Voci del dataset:
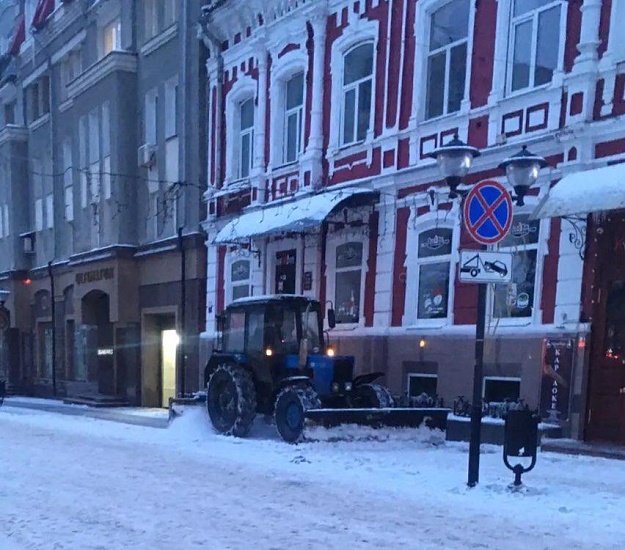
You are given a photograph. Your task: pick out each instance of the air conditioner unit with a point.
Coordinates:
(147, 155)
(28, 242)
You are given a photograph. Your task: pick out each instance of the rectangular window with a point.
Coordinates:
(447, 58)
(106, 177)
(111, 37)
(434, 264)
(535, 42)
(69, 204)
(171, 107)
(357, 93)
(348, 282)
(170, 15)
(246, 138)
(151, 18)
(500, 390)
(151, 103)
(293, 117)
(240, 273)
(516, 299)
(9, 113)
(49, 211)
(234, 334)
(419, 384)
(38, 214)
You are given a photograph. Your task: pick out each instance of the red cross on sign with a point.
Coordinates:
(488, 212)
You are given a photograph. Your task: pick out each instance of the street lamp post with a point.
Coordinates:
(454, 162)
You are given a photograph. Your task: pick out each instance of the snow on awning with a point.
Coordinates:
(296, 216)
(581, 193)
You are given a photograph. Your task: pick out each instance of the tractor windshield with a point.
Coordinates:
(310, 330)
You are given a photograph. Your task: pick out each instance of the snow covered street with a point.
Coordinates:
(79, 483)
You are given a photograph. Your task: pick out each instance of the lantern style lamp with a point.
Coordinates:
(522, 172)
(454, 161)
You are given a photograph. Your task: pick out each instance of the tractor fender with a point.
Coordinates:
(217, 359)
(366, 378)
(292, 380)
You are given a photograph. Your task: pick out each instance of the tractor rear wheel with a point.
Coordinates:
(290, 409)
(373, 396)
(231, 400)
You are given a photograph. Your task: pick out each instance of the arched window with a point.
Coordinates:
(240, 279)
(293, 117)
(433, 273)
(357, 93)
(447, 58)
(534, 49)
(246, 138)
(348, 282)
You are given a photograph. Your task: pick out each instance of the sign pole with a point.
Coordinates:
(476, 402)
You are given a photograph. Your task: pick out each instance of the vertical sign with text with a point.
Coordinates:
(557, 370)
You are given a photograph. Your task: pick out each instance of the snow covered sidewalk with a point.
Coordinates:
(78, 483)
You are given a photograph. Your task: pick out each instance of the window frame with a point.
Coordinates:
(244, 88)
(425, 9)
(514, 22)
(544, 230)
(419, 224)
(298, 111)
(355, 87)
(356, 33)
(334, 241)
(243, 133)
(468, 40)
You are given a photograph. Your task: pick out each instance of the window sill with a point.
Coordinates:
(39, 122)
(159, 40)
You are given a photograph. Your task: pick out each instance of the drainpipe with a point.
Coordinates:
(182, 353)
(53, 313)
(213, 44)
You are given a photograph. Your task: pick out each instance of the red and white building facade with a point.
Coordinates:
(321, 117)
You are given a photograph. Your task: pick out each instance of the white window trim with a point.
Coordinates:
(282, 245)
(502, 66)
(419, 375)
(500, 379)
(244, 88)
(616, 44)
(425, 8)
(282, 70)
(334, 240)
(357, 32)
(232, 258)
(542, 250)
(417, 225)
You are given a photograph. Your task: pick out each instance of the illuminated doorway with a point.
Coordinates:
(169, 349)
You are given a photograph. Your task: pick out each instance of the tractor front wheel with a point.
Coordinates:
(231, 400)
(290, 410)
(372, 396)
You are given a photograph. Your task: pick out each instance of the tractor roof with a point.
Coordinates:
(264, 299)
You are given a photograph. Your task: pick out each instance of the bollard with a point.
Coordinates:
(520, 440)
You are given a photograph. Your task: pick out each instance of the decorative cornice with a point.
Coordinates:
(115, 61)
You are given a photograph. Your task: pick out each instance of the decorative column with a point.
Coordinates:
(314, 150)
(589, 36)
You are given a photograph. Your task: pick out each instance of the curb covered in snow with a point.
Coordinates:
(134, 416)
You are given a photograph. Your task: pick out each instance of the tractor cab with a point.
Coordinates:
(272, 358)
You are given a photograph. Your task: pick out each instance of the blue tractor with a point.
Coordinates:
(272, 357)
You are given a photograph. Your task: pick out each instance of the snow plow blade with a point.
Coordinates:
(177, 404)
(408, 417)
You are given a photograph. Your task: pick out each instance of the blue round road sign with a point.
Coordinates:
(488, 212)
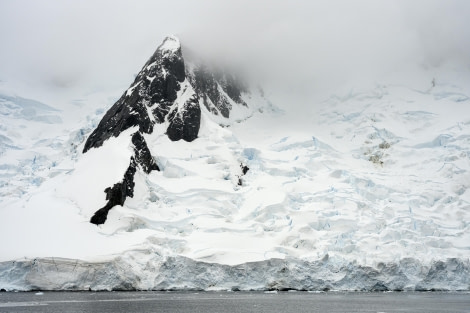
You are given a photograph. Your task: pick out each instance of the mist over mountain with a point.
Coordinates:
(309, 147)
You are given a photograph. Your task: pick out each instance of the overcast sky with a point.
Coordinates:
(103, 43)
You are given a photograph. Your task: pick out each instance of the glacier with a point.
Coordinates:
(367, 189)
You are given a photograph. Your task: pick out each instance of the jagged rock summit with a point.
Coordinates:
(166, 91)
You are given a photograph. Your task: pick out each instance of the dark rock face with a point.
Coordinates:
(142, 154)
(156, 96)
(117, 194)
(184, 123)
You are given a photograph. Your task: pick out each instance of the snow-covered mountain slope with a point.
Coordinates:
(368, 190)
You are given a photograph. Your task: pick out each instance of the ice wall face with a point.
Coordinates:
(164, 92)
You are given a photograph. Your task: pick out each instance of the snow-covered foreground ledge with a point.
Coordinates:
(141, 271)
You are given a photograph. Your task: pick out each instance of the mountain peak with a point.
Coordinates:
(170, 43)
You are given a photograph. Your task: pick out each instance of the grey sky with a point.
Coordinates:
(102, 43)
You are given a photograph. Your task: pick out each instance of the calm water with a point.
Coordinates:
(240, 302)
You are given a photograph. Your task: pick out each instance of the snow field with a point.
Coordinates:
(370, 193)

> **OBIETTIVO**
Riporta come elenco numerato le righe di tutti i record qui sopra, saltando quelle vuote ed escludendo le immagini.

> **RISPOSTA**
1. You are given a photograph. Your task: pick out each instance of the air conditioner unit with a point.
2. Coordinates:
3. (147, 155)
4. (28, 242)
5. You are given a photograph. Your task: pick out each instance of the rectangular window with a point.
6. Coordinates:
7. (447, 58)
8. (106, 177)
9. (111, 37)
10. (434, 264)
11. (535, 42)
12. (69, 204)
13. (171, 107)
14. (357, 93)
15. (348, 282)
16. (170, 15)
17. (246, 138)
18. (151, 18)
19. (500, 390)
20. (151, 103)
21. (293, 117)
22. (240, 273)
23. (516, 299)
24. (9, 113)
25. (49, 211)
26. (234, 334)
27. (419, 384)
28. (38, 214)
29. You are given a photograph. Your task: pick out each instance of the red cross on sign with a point.
30. Coordinates:
31. (488, 212)
32. You are given a photograph. Your task: pick out each instance of the street lamp post with a point.
33. Coordinates:
34. (454, 162)
35. You are given a photograph. Your task: pick out each instance of the snow on awning with a point.
36. Coordinates:
37. (296, 216)
38. (581, 193)
39. You are given a photograph. Your task: pick out each instance of the tractor windshield with a point.
40. Coordinates:
41. (310, 330)
42. You are given a photograph. Your task: pick out each instance of the snow covered street with a point.
43. Coordinates:
44. (79, 483)
45. You are given a photograph. Your task: pick out each instance of the lantern style lamp with a point.
46. Coordinates:
47. (522, 172)
48. (454, 161)
49. You are given a photograph. Your task: pick out each instance of the tractor fender with a point.
50. Coordinates:
51. (217, 359)
52. (366, 378)
53. (292, 380)
54. You are given a photograph. Your task: pick out each instance of the tractor rear wheel with a point.
55. Coordinates:
56. (290, 409)
57. (373, 396)
58. (231, 400)
59. You are given a photograph. Your task: pick out each instance of the arched window with a point.
60. Coordinates:
61. (240, 279)
62. (293, 117)
63. (433, 273)
64. (357, 93)
65. (447, 58)
66. (534, 49)
67. (246, 138)
68. (348, 282)
69. You are given a photograph. Your task: pick out each instance of the sign pole with a point.
70. Coordinates:
71. (476, 402)
72. You are given a photograph. Your task: pick out each instance of the vertical sign with text with a point.
73. Coordinates:
74. (557, 370)
75. You are given a photograph. Your task: pick out each instance of the snow covered sidewalk with a point.
76. Coordinates:
77. (78, 483)
78. You are given a photograph. Your task: pick out each instance of the window frame with a point.
79. Coordinates:
80. (244, 88)
81. (425, 9)
82. (514, 22)
83. (544, 230)
84. (419, 224)
85. (298, 111)
86. (355, 87)
87. (356, 33)
88. (334, 241)
89. (243, 133)
90. (468, 40)
91. You are given a photograph. Your task: pick out each instance of the window sill with a point.
92. Coordinates:
93. (39, 122)
94. (159, 40)
95. You are given a photograph. Your task: pick out each instance of the drainpipe with a point.
96. Coordinates:
97. (182, 353)
98. (53, 313)
99. (213, 44)
100. You are given a photograph. Your task: pick out each instance of the red and white building facade with a point.
101. Coordinates:
102. (321, 117)
103. You are given a photograph. Your task: pick out each instance of the white window trim with a point.
104. Coordinates:
105. (282, 245)
106. (502, 66)
107. (419, 375)
108. (500, 379)
109. (244, 88)
110. (616, 44)
111. (425, 8)
112. (282, 70)
113. (334, 240)
114. (357, 32)
115. (232, 258)
116. (542, 250)
117. (417, 225)
118. You are given a photograph. Your task: pick out each instance of the illuminated doorway with a point.
119. Coordinates:
120. (169, 349)
121. You are given a photograph. Your task: pick out each instance of the tractor front wheel with a point.
122. Coordinates:
123. (231, 400)
124. (290, 410)
125. (372, 396)
126. You are given a photograph. Your task: pick out each instance of the tractor roof with a point.
127. Coordinates:
128. (264, 299)
129. You are given a photograph. Your task: pick out each instance of the bollard with a point.
130. Coordinates:
131. (520, 440)
132. You are given a photograph. Your task: pick out each instance of the decorative cornice with a point.
133. Coordinates:
134. (115, 61)
135. You are given a photograph. Your task: pick out each instance of the decorative column with a point.
136. Coordinates:
137. (314, 150)
138. (589, 36)
139. You are given a photograph. Your task: pick out each instance of the curb covered in snow with a point.
140. Coordinates:
141. (134, 416)
142. You are given a photograph. Your task: pick out each instance of the tractor cab with a point.
143. Coordinates:
144. (272, 358)
145. You are given a photograph. Your task: pick out each instance of the blue tractor with a point.
146. Coordinates:
147. (272, 357)
148. You are given a photograph. Your task: pick out each instance of the snow plow blade with a point.
149. Coordinates:
150. (177, 404)
151. (408, 417)
152. You are given a photograph. Your task: pick out each instance of the blue round road sign with a point.
153. Coordinates:
154. (488, 212)
155. You are given a photograph. Your task: pick out each instance of the mist over mountain with a point.
156. Coordinates:
157. (309, 147)
158. You are given a photograph. Your task: pick out each instance of the overcast sky with a point.
159. Coordinates:
160. (103, 43)
161. You are given a photograph. Your task: pick out each instance of the glacier with a point.
162. Coordinates:
163. (367, 189)
164. You are given a photograph. Your task: pick out each instance of the jagged rock summit with a point.
165. Coordinates:
166. (166, 91)
167. You are given a photograph. Your task: pick out each instance of the dark rock face with a point.
168. Coordinates:
169. (142, 154)
170. (156, 96)
171. (117, 194)
172. (184, 123)
173. You are given a photograph. Your task: pick out each instance of the snow-covered mountain slope with a point.
174. Coordinates:
175. (368, 190)
176. You are given a photograph. Your task: pick out each instance of the ice wall face with a point.
177. Coordinates:
178. (164, 92)
179. You are given a photograph. Your task: pick out each instance of the snow-covered foreground ledge with a point.
180. Coordinates:
181. (141, 271)
182. You are given a photograph. Your task: pick out each instance of the mountain peak with a point.
183. Coordinates:
184. (170, 43)
185. You are given a photograph. Your task: pick out each instance of the grey sky with a point.
186. Coordinates:
187. (102, 43)
188. You are given a photograph. Your task: pick out each instance of the calm water with a point.
189. Coordinates:
190. (240, 302)
191. You are given a photograph. Your task: pick out each instance of the snow field with a point.
192. Coordinates:
193. (370, 193)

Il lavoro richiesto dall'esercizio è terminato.